State how many lines of the records below contain the string "gravel", treating uppercase and lowercase as distinct. Give only the number.

-- -- --

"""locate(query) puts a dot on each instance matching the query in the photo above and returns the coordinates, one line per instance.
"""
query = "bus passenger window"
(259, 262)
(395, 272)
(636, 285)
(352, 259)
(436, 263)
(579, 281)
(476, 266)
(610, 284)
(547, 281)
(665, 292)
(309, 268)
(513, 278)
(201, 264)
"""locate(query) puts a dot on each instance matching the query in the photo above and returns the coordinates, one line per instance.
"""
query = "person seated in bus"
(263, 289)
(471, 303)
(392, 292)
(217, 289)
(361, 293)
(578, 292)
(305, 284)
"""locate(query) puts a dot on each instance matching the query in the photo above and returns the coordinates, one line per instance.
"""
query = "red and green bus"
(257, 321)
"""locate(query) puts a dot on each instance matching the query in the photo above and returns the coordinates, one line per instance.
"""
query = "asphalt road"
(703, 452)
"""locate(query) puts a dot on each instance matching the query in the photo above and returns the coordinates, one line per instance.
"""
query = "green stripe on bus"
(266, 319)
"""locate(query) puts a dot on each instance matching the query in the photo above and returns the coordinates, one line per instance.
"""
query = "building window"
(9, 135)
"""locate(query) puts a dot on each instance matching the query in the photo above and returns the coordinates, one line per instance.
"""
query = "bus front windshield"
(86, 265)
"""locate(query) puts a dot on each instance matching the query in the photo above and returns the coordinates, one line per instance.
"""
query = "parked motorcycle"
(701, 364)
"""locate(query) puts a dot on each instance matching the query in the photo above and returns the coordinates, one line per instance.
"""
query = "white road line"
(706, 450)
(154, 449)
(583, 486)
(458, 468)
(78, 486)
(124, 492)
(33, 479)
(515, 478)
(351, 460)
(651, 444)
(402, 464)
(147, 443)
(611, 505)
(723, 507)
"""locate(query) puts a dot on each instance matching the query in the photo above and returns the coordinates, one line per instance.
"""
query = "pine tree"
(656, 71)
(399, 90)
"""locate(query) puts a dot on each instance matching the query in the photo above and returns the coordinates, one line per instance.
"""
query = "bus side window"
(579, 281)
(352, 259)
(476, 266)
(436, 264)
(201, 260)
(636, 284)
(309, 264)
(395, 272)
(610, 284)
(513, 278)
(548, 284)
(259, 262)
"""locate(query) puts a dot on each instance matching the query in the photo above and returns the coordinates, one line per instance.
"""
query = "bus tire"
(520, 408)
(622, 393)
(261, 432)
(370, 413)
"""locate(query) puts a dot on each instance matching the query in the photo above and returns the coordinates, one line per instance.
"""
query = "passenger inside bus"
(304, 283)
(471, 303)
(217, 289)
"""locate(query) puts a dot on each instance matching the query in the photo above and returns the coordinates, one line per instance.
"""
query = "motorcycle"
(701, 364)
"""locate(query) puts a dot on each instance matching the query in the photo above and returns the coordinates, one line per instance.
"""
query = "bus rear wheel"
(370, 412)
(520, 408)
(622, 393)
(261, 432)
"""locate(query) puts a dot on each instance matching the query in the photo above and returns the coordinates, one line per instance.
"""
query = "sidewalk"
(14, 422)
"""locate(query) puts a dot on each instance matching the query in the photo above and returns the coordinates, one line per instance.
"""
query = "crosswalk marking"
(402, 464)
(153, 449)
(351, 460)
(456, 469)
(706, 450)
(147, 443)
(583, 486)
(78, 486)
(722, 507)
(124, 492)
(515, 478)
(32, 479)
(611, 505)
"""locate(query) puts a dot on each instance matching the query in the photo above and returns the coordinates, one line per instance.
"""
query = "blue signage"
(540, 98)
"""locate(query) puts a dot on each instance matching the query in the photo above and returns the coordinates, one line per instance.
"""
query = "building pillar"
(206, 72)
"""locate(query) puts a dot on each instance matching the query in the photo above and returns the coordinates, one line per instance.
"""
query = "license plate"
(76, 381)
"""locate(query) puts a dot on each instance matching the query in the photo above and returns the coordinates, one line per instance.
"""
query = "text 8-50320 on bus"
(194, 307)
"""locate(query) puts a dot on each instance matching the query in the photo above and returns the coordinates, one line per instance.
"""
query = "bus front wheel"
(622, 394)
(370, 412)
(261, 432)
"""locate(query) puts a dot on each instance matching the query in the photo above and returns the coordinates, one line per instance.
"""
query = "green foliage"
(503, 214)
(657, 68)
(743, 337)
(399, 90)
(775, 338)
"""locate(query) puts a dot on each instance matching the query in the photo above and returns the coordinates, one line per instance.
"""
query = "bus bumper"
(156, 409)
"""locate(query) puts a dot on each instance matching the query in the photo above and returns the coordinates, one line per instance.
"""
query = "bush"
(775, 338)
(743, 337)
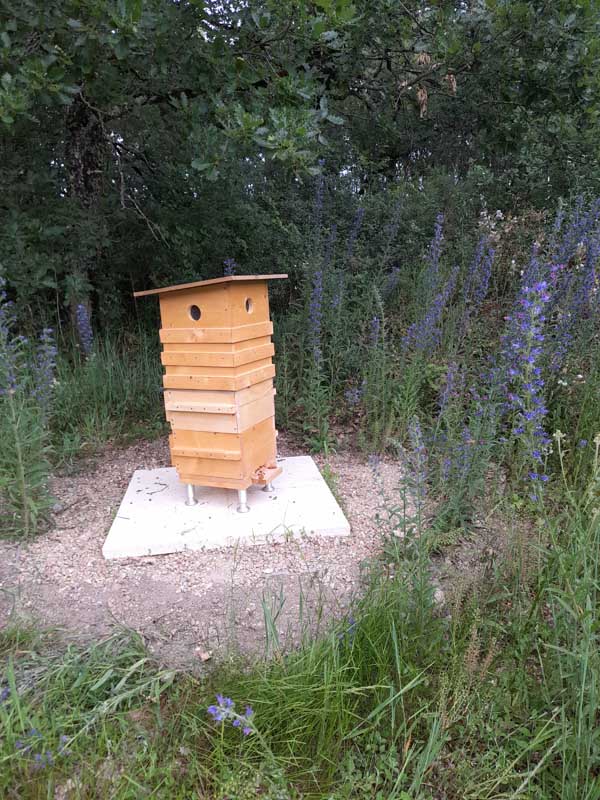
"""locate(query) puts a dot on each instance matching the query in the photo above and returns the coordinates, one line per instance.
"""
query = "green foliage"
(115, 394)
(25, 392)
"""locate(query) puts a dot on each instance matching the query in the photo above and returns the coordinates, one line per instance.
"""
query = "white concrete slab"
(154, 519)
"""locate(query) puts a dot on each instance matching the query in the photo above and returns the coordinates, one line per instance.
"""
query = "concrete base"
(153, 517)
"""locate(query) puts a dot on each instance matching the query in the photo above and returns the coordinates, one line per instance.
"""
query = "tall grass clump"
(26, 387)
(112, 392)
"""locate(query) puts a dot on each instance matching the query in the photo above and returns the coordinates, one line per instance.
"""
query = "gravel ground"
(191, 606)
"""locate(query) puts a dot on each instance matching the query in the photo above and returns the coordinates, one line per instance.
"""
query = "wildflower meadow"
(426, 175)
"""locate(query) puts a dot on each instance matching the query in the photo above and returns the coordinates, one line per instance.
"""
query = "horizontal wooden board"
(220, 360)
(214, 401)
(257, 446)
(244, 417)
(215, 347)
(220, 382)
(239, 333)
(218, 482)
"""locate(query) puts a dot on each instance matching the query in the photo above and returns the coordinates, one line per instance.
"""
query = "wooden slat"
(215, 347)
(257, 446)
(220, 382)
(246, 416)
(221, 360)
(210, 409)
(217, 455)
(215, 401)
(228, 334)
(202, 468)
(210, 480)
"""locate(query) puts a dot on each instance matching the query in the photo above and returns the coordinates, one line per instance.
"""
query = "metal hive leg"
(243, 506)
(191, 498)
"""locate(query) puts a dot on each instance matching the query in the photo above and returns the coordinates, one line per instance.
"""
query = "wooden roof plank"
(227, 279)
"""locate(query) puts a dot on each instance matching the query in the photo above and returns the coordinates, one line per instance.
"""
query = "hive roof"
(227, 279)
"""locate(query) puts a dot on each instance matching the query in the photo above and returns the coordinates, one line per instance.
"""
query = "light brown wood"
(216, 347)
(224, 360)
(210, 335)
(218, 379)
(257, 446)
(245, 417)
(226, 279)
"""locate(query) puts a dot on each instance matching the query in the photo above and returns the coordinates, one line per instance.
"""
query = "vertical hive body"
(218, 381)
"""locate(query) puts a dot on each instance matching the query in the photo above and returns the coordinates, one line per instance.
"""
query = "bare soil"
(196, 606)
(187, 606)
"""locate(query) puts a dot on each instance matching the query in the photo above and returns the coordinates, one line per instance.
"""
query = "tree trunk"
(85, 150)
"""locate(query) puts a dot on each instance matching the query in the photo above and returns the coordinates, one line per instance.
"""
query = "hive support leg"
(191, 499)
(243, 506)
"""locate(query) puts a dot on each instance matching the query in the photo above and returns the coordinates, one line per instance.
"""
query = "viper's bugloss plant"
(522, 350)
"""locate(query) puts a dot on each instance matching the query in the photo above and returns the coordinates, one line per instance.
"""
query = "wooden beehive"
(219, 394)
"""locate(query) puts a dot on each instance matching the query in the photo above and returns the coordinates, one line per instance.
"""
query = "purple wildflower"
(374, 331)
(315, 317)
(425, 334)
(453, 385)
(43, 368)
(225, 712)
(354, 231)
(319, 192)
(433, 257)
(418, 463)
(522, 349)
(392, 281)
(84, 328)
(355, 394)
(9, 344)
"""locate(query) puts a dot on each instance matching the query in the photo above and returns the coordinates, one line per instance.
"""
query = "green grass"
(497, 699)
(115, 394)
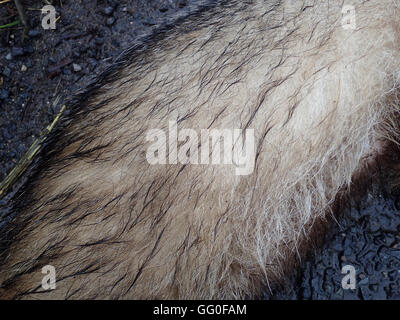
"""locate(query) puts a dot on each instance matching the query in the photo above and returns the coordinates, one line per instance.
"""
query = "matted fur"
(322, 100)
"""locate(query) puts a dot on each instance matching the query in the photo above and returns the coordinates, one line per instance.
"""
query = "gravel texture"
(38, 65)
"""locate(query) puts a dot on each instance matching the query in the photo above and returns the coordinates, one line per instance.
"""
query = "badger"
(140, 191)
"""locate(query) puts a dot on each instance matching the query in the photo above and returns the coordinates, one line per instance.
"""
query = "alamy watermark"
(49, 280)
(49, 20)
(228, 147)
(349, 17)
(349, 280)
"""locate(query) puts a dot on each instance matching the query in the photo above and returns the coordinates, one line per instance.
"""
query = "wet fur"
(322, 100)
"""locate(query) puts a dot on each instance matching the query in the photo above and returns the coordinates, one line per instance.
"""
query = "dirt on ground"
(38, 67)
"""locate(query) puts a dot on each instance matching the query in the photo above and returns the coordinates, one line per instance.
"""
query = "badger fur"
(321, 98)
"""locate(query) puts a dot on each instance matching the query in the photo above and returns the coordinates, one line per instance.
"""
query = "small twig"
(21, 12)
(12, 24)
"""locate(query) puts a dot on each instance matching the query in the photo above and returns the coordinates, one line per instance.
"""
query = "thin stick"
(21, 12)
(28, 157)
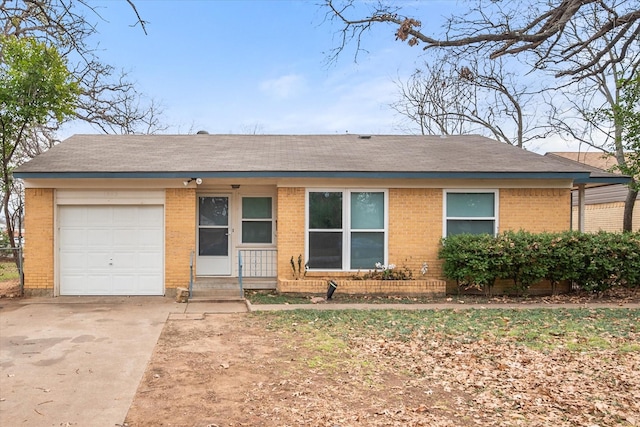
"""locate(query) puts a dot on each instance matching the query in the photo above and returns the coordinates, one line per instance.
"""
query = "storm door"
(213, 236)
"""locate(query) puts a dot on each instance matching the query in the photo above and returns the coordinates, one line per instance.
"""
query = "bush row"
(591, 262)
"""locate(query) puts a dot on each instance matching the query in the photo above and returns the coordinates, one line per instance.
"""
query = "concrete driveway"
(77, 361)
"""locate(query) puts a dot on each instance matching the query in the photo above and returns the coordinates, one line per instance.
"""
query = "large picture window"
(346, 229)
(257, 220)
(470, 212)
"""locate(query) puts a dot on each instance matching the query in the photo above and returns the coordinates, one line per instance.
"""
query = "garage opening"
(111, 250)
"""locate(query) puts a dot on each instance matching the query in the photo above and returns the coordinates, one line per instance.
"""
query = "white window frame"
(346, 223)
(496, 208)
(241, 243)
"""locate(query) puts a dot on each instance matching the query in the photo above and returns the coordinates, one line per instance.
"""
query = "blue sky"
(238, 66)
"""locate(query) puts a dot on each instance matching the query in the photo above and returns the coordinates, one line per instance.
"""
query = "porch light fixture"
(197, 180)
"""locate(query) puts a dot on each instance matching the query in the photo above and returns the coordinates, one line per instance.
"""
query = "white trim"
(110, 197)
(346, 223)
(496, 207)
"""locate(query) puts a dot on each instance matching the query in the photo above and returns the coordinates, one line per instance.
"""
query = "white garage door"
(111, 250)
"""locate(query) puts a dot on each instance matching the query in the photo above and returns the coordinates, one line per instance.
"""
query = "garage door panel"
(99, 216)
(149, 261)
(73, 238)
(98, 284)
(73, 218)
(125, 261)
(73, 260)
(150, 237)
(99, 237)
(111, 250)
(146, 284)
(74, 284)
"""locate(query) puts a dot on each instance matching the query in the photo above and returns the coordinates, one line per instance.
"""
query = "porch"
(256, 270)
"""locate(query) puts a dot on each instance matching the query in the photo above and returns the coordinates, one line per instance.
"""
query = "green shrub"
(592, 262)
(468, 261)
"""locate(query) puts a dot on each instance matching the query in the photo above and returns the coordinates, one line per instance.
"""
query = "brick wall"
(415, 228)
(290, 228)
(180, 235)
(535, 209)
(605, 217)
(415, 224)
(38, 249)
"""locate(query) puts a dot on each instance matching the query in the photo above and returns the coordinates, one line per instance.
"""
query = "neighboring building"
(604, 204)
(131, 214)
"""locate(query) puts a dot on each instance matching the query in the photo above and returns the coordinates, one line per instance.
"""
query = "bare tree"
(511, 27)
(450, 97)
(589, 110)
(108, 100)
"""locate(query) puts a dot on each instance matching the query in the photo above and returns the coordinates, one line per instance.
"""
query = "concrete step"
(216, 299)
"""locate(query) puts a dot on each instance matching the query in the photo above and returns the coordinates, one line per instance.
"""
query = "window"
(346, 229)
(471, 212)
(257, 220)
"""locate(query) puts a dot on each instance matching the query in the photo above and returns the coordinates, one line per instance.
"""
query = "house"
(603, 203)
(143, 214)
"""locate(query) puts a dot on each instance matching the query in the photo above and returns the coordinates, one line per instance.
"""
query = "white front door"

-- -- --

◆ **Right answer**:
2